### WHAT IS REQUIRED
Go through the listing beneath this task and return every line that carries the string "detect".

*** Begin section ***

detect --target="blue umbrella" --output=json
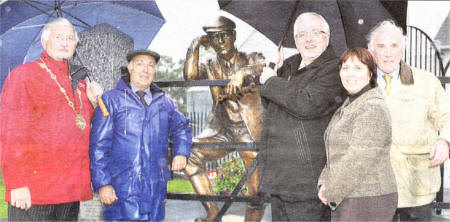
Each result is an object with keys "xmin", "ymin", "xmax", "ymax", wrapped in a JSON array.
[{"xmin": 0, "ymin": 0, "xmax": 165, "ymax": 91}]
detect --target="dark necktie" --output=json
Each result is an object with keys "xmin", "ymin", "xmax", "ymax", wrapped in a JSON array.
[{"xmin": 136, "ymin": 90, "xmax": 148, "ymax": 108}]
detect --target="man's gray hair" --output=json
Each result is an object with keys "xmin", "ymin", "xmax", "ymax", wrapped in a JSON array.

*** End section ***

### ANSWER SECTION
detect --target="blue umbrella" --output=json
detect --target="dark necktie" --output=json
detect --target="man's gray hair" --output=json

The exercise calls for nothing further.